WHAT TO WORK ON: Give the records back in full, exactly as they read.

INPUT FOR THIS TASK:
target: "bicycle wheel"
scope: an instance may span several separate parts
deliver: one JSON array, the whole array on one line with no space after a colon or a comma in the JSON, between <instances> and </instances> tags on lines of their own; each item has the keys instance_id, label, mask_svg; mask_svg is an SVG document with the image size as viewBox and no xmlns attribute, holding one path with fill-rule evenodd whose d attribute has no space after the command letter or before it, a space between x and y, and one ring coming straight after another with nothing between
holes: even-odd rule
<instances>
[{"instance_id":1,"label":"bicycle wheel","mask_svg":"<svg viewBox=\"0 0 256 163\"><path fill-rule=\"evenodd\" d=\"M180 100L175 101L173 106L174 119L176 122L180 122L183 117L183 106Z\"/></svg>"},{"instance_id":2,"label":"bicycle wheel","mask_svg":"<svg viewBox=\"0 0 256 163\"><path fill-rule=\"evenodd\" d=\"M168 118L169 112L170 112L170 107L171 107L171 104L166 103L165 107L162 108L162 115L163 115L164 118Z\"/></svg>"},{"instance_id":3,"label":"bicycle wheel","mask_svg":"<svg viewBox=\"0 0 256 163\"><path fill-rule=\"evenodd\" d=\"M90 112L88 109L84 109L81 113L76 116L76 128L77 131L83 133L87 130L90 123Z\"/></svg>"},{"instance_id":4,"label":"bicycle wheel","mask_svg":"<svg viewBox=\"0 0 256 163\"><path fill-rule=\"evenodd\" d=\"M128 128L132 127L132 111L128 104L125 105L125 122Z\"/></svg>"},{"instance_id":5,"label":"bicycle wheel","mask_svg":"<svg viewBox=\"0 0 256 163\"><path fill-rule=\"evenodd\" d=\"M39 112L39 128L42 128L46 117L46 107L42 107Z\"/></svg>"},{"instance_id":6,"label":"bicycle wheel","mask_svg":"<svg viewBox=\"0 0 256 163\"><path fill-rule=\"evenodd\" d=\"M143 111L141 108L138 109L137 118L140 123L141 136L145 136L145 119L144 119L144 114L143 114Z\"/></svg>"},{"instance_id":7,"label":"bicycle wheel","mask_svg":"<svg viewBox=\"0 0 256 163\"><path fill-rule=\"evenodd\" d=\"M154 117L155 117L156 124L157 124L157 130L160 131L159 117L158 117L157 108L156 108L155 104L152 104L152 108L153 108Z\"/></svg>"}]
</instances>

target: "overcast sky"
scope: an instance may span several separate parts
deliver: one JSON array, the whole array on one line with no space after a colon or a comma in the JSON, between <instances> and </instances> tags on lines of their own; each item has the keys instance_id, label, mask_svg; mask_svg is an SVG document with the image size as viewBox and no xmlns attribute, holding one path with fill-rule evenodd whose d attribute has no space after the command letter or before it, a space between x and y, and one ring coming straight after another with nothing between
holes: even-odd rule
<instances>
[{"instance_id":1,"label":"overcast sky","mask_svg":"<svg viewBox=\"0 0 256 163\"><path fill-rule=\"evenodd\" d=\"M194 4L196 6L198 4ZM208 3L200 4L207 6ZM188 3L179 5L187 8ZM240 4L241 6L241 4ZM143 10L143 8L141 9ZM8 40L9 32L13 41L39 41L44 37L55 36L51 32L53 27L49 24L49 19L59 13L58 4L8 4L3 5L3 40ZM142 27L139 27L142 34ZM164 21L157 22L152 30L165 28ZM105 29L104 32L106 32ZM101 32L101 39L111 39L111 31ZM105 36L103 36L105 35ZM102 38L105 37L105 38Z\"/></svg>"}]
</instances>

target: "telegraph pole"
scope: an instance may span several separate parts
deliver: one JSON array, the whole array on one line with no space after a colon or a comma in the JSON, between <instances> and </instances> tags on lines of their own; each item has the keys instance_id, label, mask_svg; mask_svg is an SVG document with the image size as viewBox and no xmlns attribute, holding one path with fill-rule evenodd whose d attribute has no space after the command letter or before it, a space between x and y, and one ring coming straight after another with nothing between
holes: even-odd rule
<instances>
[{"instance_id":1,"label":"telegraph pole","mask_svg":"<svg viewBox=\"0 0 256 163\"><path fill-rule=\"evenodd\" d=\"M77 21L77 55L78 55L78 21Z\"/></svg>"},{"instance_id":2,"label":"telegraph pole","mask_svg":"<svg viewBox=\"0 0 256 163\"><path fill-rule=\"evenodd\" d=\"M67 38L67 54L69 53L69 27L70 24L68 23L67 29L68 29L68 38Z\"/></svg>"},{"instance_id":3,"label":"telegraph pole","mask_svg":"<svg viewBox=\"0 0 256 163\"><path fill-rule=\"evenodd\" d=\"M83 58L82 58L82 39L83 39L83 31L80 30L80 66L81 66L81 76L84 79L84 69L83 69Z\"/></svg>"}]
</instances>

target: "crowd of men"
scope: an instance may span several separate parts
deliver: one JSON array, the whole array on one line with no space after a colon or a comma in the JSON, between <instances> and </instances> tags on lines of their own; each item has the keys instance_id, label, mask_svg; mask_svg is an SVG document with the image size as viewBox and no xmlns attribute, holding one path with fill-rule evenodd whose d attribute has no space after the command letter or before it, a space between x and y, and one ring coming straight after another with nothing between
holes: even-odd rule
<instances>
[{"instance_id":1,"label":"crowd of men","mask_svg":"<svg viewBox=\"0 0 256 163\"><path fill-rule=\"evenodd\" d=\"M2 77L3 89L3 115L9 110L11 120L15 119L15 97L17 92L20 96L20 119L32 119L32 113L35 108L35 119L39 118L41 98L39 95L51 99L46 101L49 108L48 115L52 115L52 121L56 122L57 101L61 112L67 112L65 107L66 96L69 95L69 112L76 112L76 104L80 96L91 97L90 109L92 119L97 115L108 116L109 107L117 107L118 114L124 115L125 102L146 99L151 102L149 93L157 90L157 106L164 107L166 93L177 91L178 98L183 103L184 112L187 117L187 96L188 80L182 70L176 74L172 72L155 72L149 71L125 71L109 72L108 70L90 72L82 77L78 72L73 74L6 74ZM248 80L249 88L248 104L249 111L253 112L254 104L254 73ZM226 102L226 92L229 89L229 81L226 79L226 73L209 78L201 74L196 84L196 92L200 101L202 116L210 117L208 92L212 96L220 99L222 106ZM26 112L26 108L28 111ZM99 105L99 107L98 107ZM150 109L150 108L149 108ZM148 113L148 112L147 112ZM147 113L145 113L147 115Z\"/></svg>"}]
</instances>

SOLUTION TO THE PROBLEM:
target: "bicycle wheel"
scope: an instance may span several separate parts
deliver: one JSON array, the whole array on one line with no space after a colon or a comma in the JSON, between <instances> and </instances> tags on lines of their own; each item has the keys instance_id, label, mask_svg; mask_svg is an SVG document with the image size as viewBox and no xmlns attribute, holding one path with fill-rule evenodd whose d attribute has no space after the command letter or before it, a space between x and y, and one ring coming straight after another with nothing between
holes: even-odd rule
<instances>
[{"instance_id":1,"label":"bicycle wheel","mask_svg":"<svg viewBox=\"0 0 256 163\"><path fill-rule=\"evenodd\" d=\"M180 100L175 101L173 106L174 119L176 122L180 122L183 117L183 106Z\"/></svg>"},{"instance_id":2,"label":"bicycle wheel","mask_svg":"<svg viewBox=\"0 0 256 163\"><path fill-rule=\"evenodd\" d=\"M168 118L169 112L170 112L170 107L171 107L171 104L166 103L165 107L162 108L162 115L163 115L164 118Z\"/></svg>"},{"instance_id":3,"label":"bicycle wheel","mask_svg":"<svg viewBox=\"0 0 256 163\"><path fill-rule=\"evenodd\" d=\"M90 112L88 109L84 109L81 113L76 116L76 128L77 131L83 133L87 130L90 123Z\"/></svg>"},{"instance_id":4,"label":"bicycle wheel","mask_svg":"<svg viewBox=\"0 0 256 163\"><path fill-rule=\"evenodd\" d=\"M128 128L132 127L132 111L128 104L125 105L125 122Z\"/></svg>"},{"instance_id":5,"label":"bicycle wheel","mask_svg":"<svg viewBox=\"0 0 256 163\"><path fill-rule=\"evenodd\" d=\"M39 112L39 128L42 128L46 117L46 107L42 107Z\"/></svg>"},{"instance_id":6,"label":"bicycle wheel","mask_svg":"<svg viewBox=\"0 0 256 163\"><path fill-rule=\"evenodd\" d=\"M143 111L141 108L138 109L137 118L140 123L141 136L145 136L145 119L144 119L144 114L143 114Z\"/></svg>"},{"instance_id":7,"label":"bicycle wheel","mask_svg":"<svg viewBox=\"0 0 256 163\"><path fill-rule=\"evenodd\" d=\"M154 117L155 117L156 124L157 124L157 130L160 131L159 117L158 117L157 108L156 108L155 104L152 104L152 108L153 108Z\"/></svg>"}]
</instances>

target: "overcast sky"
scope: an instance may span several separate parts
deliver: one JSON array, the whole array on one line with no space after a colon or a comma in the JSON, between <instances> and </instances> tags on lines of their own; each item has the keys instance_id, label, mask_svg; mask_svg is an SVG document with the image size as viewBox and no xmlns attribute, holding one path with fill-rule evenodd whose d attribute has no space after the command letter or before it, a space between x and y, and one ring coming straight after another with nothing between
holes: even-odd rule
<instances>
[{"instance_id":1,"label":"overcast sky","mask_svg":"<svg viewBox=\"0 0 256 163\"><path fill-rule=\"evenodd\" d=\"M194 4L196 6L198 4ZM208 3L200 4L207 6ZM188 3L179 5L187 8ZM240 4L241 6L241 4ZM143 10L143 8L141 9ZM8 40L9 32L13 41L39 41L44 37L55 36L51 32L53 27L49 24L49 19L59 13L58 4L8 4L3 5L3 40ZM142 27L139 27L142 34ZM164 21L157 22L152 30L165 28ZM105 29L104 32L106 32ZM101 32L101 39L111 39L111 31ZM105 36L103 36L105 35ZM102 38L105 37L105 38Z\"/></svg>"}]
</instances>

target: "telegraph pole"
scope: an instance may span several separate parts
deliver: one JSON array, the whole array on one line with no space after a colon or a comma in the JSON, between <instances> and </instances> tags on lines of their own; each item has the keys instance_id, label, mask_svg; mask_svg is an SVG document with the image size as viewBox and no xmlns attribute, holding one path with fill-rule evenodd whose d attribute has no space after the command letter or before it, a space between x and y, and one ring coming straight after another with nothing between
holes: even-odd rule
<instances>
[{"instance_id":1,"label":"telegraph pole","mask_svg":"<svg viewBox=\"0 0 256 163\"><path fill-rule=\"evenodd\" d=\"M77 21L77 55L78 55L78 21Z\"/></svg>"},{"instance_id":2,"label":"telegraph pole","mask_svg":"<svg viewBox=\"0 0 256 163\"><path fill-rule=\"evenodd\" d=\"M67 38L67 54L69 53L69 27L70 24L68 23L67 29L68 29L68 38Z\"/></svg>"},{"instance_id":3,"label":"telegraph pole","mask_svg":"<svg viewBox=\"0 0 256 163\"><path fill-rule=\"evenodd\" d=\"M83 58L82 58L82 39L83 39L83 31L80 30L80 66L81 66L81 76L84 79L84 69L83 69Z\"/></svg>"}]
</instances>

target: "crowd of men"
scope: an instance may span several separate parts
deliver: one JSON array, the whole array on one line with no space after a colon or a comma in the JSON, between <instances> and </instances> tags on lines of their own; each item has the keys instance_id, label, mask_svg; mask_svg is an SVG document with the image size as viewBox and no xmlns attribute, holding one path with fill-rule evenodd whose d attribute has no space after the command letter or before it, a space between x and y, and one ring coming straight after another with nothing between
holes: even-odd rule
<instances>
[{"instance_id":1,"label":"crowd of men","mask_svg":"<svg viewBox=\"0 0 256 163\"><path fill-rule=\"evenodd\" d=\"M2 77L3 89L3 115L9 110L11 120L15 119L15 97L17 92L20 96L20 119L32 119L32 113L35 108L35 119L39 118L41 98L39 95L51 99L46 101L49 108L48 115L52 115L52 121L56 122L57 101L61 112L67 112L65 107L66 96L69 95L69 112L76 112L76 104L80 96L91 97L90 109L92 119L97 115L108 116L109 107L117 107L118 114L124 115L125 102L146 99L151 102L149 93L157 90L157 106L164 107L166 93L177 91L178 98L183 103L184 112L187 117L187 96L188 80L182 70L176 74L172 72L155 72L149 71L125 71L109 72L108 70L90 72L82 77L78 72L73 74L6 74ZM248 80L249 88L248 104L249 111L253 112L254 104L254 73ZM226 102L226 92L229 89L229 81L226 79L226 73L209 78L201 74L196 84L196 92L200 101L202 116L210 117L208 92L212 96L220 99L222 106ZM26 112L26 108L28 111ZM99 105L99 107L98 107ZM150 109L150 108L149 108ZM148 113L148 112L147 112ZM147 113L145 113L147 115Z\"/></svg>"}]
</instances>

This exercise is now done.